Data supplied:
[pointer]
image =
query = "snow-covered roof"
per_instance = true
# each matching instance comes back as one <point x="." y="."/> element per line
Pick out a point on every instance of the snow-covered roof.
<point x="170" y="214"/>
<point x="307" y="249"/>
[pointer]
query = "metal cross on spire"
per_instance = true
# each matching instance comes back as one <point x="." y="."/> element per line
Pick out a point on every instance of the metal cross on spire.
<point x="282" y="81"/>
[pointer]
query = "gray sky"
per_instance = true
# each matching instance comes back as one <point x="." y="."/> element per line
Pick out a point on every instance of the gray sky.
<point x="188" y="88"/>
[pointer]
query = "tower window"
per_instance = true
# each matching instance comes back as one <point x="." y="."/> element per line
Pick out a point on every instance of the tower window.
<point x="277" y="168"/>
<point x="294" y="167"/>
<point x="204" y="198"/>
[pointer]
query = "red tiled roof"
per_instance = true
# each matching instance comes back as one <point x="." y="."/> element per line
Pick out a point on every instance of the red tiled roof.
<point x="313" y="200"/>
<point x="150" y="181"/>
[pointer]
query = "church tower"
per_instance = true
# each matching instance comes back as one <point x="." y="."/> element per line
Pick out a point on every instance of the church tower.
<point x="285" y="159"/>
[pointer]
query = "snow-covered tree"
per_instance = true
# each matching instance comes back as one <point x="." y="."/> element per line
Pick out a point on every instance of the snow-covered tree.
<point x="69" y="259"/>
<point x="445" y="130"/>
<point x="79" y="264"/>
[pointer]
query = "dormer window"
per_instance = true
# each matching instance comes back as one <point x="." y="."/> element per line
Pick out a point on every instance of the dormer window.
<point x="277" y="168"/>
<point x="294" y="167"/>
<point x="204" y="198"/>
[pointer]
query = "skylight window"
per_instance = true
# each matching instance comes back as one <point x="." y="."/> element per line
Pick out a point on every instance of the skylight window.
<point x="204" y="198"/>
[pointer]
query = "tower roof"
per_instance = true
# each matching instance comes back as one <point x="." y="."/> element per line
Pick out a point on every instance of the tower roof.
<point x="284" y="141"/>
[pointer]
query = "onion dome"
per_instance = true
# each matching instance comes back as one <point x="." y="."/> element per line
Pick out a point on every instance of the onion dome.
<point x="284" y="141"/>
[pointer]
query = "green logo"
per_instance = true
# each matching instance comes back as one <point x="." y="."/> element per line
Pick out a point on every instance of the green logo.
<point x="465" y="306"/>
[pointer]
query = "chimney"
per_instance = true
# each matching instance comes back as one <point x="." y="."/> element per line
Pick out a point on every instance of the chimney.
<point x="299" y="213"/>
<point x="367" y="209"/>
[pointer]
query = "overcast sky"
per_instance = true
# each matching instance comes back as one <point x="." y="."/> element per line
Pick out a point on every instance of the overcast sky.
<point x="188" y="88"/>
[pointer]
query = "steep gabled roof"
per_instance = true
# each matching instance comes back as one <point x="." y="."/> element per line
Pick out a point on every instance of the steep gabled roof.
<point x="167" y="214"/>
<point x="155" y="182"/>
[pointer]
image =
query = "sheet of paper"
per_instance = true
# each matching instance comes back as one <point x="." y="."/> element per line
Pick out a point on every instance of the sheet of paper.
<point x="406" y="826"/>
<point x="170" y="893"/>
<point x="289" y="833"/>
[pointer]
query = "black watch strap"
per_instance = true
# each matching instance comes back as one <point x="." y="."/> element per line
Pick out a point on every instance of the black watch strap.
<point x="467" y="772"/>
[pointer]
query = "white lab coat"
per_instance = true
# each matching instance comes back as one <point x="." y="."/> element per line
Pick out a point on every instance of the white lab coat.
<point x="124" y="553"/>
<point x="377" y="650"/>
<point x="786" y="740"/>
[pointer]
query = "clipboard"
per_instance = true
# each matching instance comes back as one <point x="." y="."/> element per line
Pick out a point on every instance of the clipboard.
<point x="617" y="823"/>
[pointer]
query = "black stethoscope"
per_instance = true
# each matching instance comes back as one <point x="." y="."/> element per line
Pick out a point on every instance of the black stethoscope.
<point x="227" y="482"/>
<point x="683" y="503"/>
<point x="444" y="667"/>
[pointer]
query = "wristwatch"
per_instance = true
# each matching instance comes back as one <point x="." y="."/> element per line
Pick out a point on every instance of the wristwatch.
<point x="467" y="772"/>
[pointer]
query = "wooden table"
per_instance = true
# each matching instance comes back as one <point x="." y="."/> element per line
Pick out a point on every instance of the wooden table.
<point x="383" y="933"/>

What the exercise asks:
Repeat every entry word for word.

Correct output:
[pointer]
image =
query = "snow-covered roof"
per_instance = true
# each matching instance comes back as one <point x="." y="."/> element per line
Pick out a point on every instance of the snow-covered roof.
<point x="170" y="214"/>
<point x="307" y="249"/>
[pointer]
query = "metal cross on spire"
per_instance = true
# each matching instance comes back as one <point x="." y="."/> element per line
Pick out a point on every instance of the metal cross on spire.
<point x="282" y="81"/>
[pointer]
query = "gray sky"
per_instance = true
# each matching instance comes back as one <point x="." y="."/> element per line
Pick out a point on every instance of the gray sky.
<point x="188" y="88"/>
[pointer]
query = "tower window"
per_instance = true
# each matching instance comes back as one <point x="." y="."/> element per line
Pick out a point on every instance of the tower window.
<point x="277" y="168"/>
<point x="294" y="167"/>
<point x="204" y="198"/>
[pointer]
query = "red tiled roof"
per_instance = true
# each matching instance comes back as one <point x="." y="."/> element per line
Pick out a point on every instance of the red tiled roof.
<point x="313" y="200"/>
<point x="150" y="181"/>
[pointer]
query = "church tower"
per_instance = true
# each matching instance comes back as one <point x="." y="."/> element per line
Pick out a point on every instance of the church tower.
<point x="285" y="159"/>
[pointer]
query = "snow-covered tree"
per_instance = true
# each matching instance comes back as one <point x="." y="."/> element per line
Pick out a point on every instance of the snow-covered tree.
<point x="69" y="259"/>
<point x="445" y="130"/>
<point x="79" y="264"/>
[pointer]
query = "dormer window"
per_instance = true
# each matching instance comes back as one <point x="." y="."/> element per line
Pick out a point on every instance of the dormer window.
<point x="277" y="168"/>
<point x="294" y="167"/>
<point x="204" y="198"/>
[pointer]
query = "skylight window"
per_instance = true
# each matching instance comes back as one <point x="." y="."/> element per line
Pick out a point on every instance of the skylight window.
<point x="204" y="198"/>
[pointer]
query = "tower roof"
per_instance = true
# each matching instance comes back as one <point x="." y="."/> element per line
Pick out a point on every instance of the tower roof.
<point x="284" y="141"/>
[pointer]
query = "onion dome"
per_instance = true
# each matching instance comes back as one <point x="." y="."/> element per line
Pick out a point on every instance of the onion dome.
<point x="284" y="141"/>
[pointer]
query = "green logo"
per_instance = true
# each matching instance comes back as one <point x="." y="."/> element per line
Pick out a point on every instance of the green logo.
<point x="465" y="306"/>
[pointer]
query = "chimney"
per_instance = true
# each matching instance comes back as one <point x="." y="."/> element per line
Pick out a point on every instance of the chimney.
<point x="299" y="213"/>
<point x="367" y="209"/>
[pointer]
query = "overcast sky"
per_instance = true
# each matching instance comes back as one <point x="." y="."/> element per line
Pick out a point on every instance of the overcast sky.
<point x="188" y="88"/>
[pointer]
query = "steep gabled roof"
per_instance = true
# each matching instance comes back as one <point x="." y="."/> element per line
Pick out a point on every instance of the steep gabled roof.
<point x="167" y="214"/>
<point x="155" y="182"/>
[pointer]
image =
query = "sheet of paper"
per_instance = true
# each matching instance comes back as one <point x="." y="."/> element per line
Pick out a point on every instance of the sheet of paper.
<point x="406" y="826"/>
<point x="170" y="893"/>
<point x="289" y="833"/>
[pointer]
query = "black watch strap"
per_instance = true
# each matching instance comes back as one <point x="." y="."/> element per line
Pick out a point on every instance of the black watch strap.
<point x="467" y="772"/>
[pointer]
query = "white lab coat"
per_instance = true
# each matching instance comes back as one <point x="." y="."/> element per line
Pick out a point on every instance of the white lab coat.
<point x="124" y="553"/>
<point x="377" y="650"/>
<point x="786" y="740"/>
[pointer]
query = "clipboard"
per_instance = true
# each matching instance comes back as one <point x="." y="."/> element per line
Pick out a point on every instance of the clipboard.
<point x="617" y="823"/>
[pointer]
query = "black stethoscope"
per_instance = true
# each matching instance comes back as one <point x="." y="."/> element per line
Pick out a point on every instance of the black stethoscope.
<point x="227" y="482"/>
<point x="683" y="503"/>
<point x="444" y="667"/>
[pointer]
query = "wristwatch"
per_instance = true
# each matching instance comes back as one <point x="." y="."/> element per line
Pick out a point on every instance of the wristwatch.
<point x="467" y="772"/>
[pointer]
query = "wooden table"
per_instance = true
# each matching instance comes back as one <point x="." y="."/> element per line
Pick out a point on every instance of the wooden table.
<point x="383" y="933"/>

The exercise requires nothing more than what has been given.